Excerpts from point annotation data
######

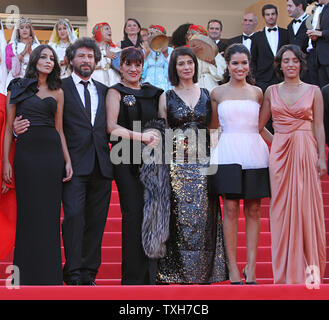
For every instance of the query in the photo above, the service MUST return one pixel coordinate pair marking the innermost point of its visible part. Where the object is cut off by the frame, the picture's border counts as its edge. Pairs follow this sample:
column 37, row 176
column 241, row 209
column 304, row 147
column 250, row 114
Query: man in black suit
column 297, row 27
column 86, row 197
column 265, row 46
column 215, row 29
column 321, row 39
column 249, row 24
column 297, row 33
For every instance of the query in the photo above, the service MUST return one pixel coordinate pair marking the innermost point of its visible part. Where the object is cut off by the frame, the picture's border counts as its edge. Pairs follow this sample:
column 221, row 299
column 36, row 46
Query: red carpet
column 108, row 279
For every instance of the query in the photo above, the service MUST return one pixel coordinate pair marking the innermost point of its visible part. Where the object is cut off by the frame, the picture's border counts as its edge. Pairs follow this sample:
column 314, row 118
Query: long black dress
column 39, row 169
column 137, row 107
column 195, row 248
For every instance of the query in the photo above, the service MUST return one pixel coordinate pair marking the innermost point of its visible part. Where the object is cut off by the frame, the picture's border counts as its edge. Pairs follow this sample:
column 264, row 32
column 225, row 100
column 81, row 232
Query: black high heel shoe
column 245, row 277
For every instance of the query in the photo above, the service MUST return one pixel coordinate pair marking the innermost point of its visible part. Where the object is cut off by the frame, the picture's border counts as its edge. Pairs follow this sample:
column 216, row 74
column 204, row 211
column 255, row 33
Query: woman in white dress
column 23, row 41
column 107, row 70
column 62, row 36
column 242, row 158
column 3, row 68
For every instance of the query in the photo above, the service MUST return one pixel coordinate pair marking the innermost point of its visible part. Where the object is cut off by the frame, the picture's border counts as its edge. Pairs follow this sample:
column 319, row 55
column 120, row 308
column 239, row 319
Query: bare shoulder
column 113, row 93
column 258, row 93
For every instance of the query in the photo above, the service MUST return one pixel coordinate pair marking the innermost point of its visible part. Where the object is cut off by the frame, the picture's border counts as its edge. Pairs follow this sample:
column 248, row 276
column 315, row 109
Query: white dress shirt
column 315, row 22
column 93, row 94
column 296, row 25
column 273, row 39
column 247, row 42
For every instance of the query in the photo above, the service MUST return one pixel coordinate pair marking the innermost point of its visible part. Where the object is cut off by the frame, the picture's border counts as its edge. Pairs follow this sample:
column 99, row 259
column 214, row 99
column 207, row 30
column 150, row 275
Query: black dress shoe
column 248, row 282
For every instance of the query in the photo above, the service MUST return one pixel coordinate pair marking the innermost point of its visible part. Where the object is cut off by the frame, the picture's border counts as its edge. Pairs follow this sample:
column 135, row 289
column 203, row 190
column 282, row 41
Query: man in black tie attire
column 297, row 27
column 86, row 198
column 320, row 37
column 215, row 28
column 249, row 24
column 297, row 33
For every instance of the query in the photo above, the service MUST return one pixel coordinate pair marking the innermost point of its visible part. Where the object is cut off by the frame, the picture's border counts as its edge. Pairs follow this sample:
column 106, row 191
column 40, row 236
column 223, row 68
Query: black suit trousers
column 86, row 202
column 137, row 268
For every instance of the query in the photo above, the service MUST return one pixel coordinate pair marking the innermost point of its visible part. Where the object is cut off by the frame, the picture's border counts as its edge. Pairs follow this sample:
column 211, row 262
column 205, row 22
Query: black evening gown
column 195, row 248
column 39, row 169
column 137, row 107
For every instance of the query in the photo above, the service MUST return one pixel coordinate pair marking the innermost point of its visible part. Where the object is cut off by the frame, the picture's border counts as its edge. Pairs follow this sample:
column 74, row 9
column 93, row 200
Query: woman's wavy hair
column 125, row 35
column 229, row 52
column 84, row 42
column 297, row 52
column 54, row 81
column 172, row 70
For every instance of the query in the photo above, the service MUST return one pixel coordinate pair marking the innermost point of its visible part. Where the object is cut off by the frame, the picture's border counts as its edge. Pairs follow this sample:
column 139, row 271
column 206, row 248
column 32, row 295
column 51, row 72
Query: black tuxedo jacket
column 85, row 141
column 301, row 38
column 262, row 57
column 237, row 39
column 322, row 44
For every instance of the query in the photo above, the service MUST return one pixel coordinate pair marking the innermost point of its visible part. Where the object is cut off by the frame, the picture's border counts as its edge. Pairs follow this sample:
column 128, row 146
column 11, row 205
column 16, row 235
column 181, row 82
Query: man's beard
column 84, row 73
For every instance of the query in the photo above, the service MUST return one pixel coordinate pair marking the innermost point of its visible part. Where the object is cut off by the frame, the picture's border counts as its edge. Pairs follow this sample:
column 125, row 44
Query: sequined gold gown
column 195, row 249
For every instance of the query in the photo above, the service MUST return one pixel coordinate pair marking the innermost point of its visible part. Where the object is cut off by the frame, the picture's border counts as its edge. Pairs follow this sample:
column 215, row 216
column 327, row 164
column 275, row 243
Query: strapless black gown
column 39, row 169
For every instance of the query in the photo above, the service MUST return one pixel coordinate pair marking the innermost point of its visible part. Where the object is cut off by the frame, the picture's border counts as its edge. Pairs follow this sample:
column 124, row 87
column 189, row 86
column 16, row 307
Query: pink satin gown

######

*REQUIRED TASK:* Please copy the data word for word, from its beginning up to and including the line with "column 108, row 279". Leave out the pictures.

*TASK RESULT:*
For every instance of the query in the photo above, the service MUST return one pixel coordinate pair marking the innermost point of its visible part. Where the object is cut off by the frame, the picture's border counts as its edge. Pairs follow this sample:
column 37, row 176
column 241, row 209
column 304, row 147
column 250, row 114
Query: man in black suit
column 297, row 27
column 86, row 197
column 265, row 46
column 215, row 29
column 321, row 39
column 249, row 24
column 297, row 33
For every instance of the query in the photo above, the service MUST return one pixel coordinate pair marking the innermost point of its visible part. Where the object is cut off by the frame, the picture's border counts as its edge. Pairs follow this sample:
column 221, row 299
column 36, row 46
Query: red carpet
column 108, row 279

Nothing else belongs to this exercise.